- **TEXTO DE LECTURA**:
------------
Siguen existiendo prejuicios hacia aquellas personas con características raciales distintas. Estos prejuicios además se pueden agravar (o al contrario, atenuar), en función de características como la riqueza o la pobreza (de la persona hacia la que se siente el prejuicio), la belleza o la fealdad, la cultura o la incultura, la simpatía o la adustez. Y desde luego, en función del sexo, y todavía más, en función de las eventuales orientaciones sexuales de carácter minoritario, "discordantes".
Cada cual tiene sus particulares combinaciones y grados de prejuicios, especialmente si no se observa a si mismo de forma crítica. Es decir, si no está atento y se deja llevar por la corriente, sin cuestionar las costumbres del colectivo al que pertenece (así como sus propias manías particulares).
Como somos seres humanos inteligentes, podemos usar nuestras capacidades para reflexionar sobre todo ello, observando nuestras convicciones, si es preciso cuestionándolas, si es necesario abandonándolas, sustituyéndolas por actitudes nuevas. Podemos hacer este proceso o no hacerlo: si la opción elegida sólo incide sobre nosotros mismos, socialmente es indiferente, sólo servirá para que seamos mejores o peores personas o, evitando las calificaciones morales, personas con un grado mayor o menor de lucidez, con visiones más o menos objetivas o distorsionadas de la realidad.
Pero si la opción que elegimos tiene repercusiones sociales, lo que hagamos ya no es indiferente. I si en concreto ocupamos algún cargo público y desde él alimentamos cualquier tipo de prejuicio, esto es algo que la sociedad no nos debería tolerar.
Todo ello viene a cuenta de lo siguiente. Es una lacra habitual de los cuerpos policiales la rutina de las identificaciones y detenciones según criterios raciales, sin ningún indicio objetivo de conducta delictiva que lo justifique. Es un hecho sabido que el porcentaje de identificaciones arbitrarias, de individuos con características étnicas distintas de las de la mayoría de la población, es desproporcionadamente elevado.
------------
- **EXTRACTOS DE DATOS**:
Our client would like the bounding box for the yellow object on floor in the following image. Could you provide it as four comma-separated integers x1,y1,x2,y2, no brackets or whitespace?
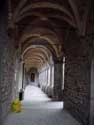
11,98,22,113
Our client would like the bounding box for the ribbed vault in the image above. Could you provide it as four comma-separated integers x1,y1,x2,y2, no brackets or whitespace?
8,0,81,69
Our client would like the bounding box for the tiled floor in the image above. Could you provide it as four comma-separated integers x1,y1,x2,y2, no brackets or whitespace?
4,86,80,125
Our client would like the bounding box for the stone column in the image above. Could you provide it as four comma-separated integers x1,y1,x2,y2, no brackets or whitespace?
53,62,62,100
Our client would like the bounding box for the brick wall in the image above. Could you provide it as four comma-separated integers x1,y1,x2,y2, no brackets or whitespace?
64,28,92,125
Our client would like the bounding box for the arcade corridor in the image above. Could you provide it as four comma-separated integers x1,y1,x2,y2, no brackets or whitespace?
4,85,80,125
0,0,94,125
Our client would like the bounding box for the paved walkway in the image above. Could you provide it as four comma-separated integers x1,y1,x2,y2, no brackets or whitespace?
4,86,80,125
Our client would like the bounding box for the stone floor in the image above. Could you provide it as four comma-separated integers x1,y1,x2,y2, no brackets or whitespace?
4,86,80,125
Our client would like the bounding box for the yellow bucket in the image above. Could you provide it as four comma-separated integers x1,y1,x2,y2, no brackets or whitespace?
11,98,22,113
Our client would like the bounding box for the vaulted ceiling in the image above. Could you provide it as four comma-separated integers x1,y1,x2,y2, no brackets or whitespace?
8,0,88,68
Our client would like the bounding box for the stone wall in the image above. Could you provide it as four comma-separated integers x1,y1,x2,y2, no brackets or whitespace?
0,3,15,125
64,30,91,125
------------
- **SOLICITUD DE TAREA A**: Según el texto sobre los prejuicios raciales, ¿qué porcentaje es desproporcionadamente elevado?
- **SOLICITUD DE TAREA B**: Prosigue el texto sobre los prejuicios raciales a partir de su última oración.

- **RESULTADO A**: El de identificaciones arbitrarias de individuos con características étnicas distintas de las de la mayoría de la población.

- **RESULTADO B**:
Naturalmente, el policía que patrulla la calle no es el responsable de la discriminación, es sólo un brazo ejecutor. También es un brazo ejecutor el superior que le transmite las órdenes. Este, a su vez, las ha recibido, a través de la cadena de mandos, del jefe del cuerpo de policía, el cual ya tiene una considerable autonomía para decidir en uno u otro sentido. Pero también dentro de unos límites, ya que a su vez él está sujeto a las directrices que marcan los políticos. Nos referimos, claro, en el caso de una sociedad democrática en la que exista esta subordinación (los regímenes antidemocráticos y las dictaduras militares son otra historia).
En las democracias, los administradores del poder (los políticos), lo administran porque han sido votados. Por lo que al final son los votantes quienes, con su voto, deciden, deberían decidir, el comportamiento del polícía que patrulla la calle. ¿Qué no es así? Pues si no es así, si no hay esta relación de subordinación de la gestión del político con los votantes, es que hay que cambiar el sistema electoral y el sistema de gobierno, y convertirlo en verdaderamente democrático.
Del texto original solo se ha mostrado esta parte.